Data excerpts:
----
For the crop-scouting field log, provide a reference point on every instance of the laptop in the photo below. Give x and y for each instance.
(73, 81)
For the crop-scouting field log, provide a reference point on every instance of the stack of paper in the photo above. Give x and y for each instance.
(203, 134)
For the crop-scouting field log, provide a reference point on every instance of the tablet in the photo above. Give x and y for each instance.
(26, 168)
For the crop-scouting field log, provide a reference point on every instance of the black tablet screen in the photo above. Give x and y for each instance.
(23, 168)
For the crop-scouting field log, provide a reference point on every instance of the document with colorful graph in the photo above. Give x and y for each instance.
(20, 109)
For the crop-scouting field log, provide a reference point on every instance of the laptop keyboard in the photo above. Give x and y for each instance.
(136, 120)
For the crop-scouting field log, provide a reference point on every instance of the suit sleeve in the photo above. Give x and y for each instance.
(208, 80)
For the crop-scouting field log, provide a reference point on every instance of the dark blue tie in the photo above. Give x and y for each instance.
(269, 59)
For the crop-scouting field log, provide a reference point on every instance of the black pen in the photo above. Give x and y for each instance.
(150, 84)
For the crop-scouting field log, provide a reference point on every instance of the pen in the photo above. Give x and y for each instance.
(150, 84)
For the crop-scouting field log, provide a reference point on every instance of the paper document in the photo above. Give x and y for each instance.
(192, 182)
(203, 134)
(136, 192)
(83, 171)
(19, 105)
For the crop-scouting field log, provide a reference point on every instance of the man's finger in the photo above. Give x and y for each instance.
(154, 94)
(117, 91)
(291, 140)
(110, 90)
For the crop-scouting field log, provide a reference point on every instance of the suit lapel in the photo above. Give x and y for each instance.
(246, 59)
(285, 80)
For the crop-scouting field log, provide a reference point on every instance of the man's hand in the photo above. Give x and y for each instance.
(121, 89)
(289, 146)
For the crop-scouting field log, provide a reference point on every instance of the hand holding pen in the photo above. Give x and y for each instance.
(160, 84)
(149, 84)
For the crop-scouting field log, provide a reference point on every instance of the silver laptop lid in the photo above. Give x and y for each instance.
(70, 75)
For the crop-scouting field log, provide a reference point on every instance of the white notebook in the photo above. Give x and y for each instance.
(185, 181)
----
_Task:_
A full, exact copy of the entries is required. Return it.

_Task response:_
For the crop-scouting field log, provide a reference point on every instance of the laptop in the photo below. Give x and y for each instance.
(73, 81)
For the crop-scouting field log, provide a reference point on every instance of the stack of paper in the photo above. Give x and y for each instance.
(203, 134)
For the crop-scouting field log, provide a reference point on every instance of the tablet in the photo above. Give x and y for each instance.
(26, 168)
For the crop-scouting field log, provide a reference point on every instance of the black tablet screen in the photo above. Give x and y for each instance.
(23, 168)
For the crop-scouting field log, provide a reference point on every instance of the document with colorful graph in the photo above. Give x and y for each instance.
(20, 109)
For the crop-scouting field log, provide a reference point on every instance of the laptop keyboard in the photo above. Give x and y for each instance.
(136, 120)
For the crop-scouting field log, provide a reference point on every instance of the suit sleeve in the photo above. Give x and y for each instance.
(208, 80)
For the crop-scouting field log, provide a reference point on every instance of the dark blue tie in the photo above. Give x and y for each instance.
(269, 59)
For the crop-scouting field log, provide a reference point on every instance of the black pen in the photo above. Give x and y for each instance.
(150, 84)
For the crop-scouting field log, provide a reference point on every instance of the pen in the photo above. Give x and y for each instance.
(150, 84)
For the crop-scouting field log, provide a reference point on every instance of the paper document in the photo above. Give x and y for each instance.
(192, 182)
(203, 134)
(136, 192)
(83, 171)
(19, 105)
For the crop-scouting field log, provide a reference point on every instance of the man's finger in the photo above. Give x and y for each instance.
(154, 94)
(117, 91)
(291, 140)
(110, 90)
For the crop-scouting field log, provide a reference point on every instance of the suit lapel in the photo above. Give x and y for each instance.
(246, 59)
(285, 80)
For the crop-scouting field log, provide a reference point on every instance of the man's hand in the photo above. Give x and y for each instance.
(121, 89)
(289, 146)
For the crop-scouting field log, provide a reference point on every instance of the hand holding pen in the photo above. Give x and y for each instance.
(160, 84)
(149, 84)
For the crop-scouting field log, provide a reference point on every instance of the silver laptop lid in the photo above. Give x and y for each instance.
(70, 75)
For the crop-scouting field log, provide a reference point on every instance of the white notebook in the photo above. Give x and y for each instance.
(185, 181)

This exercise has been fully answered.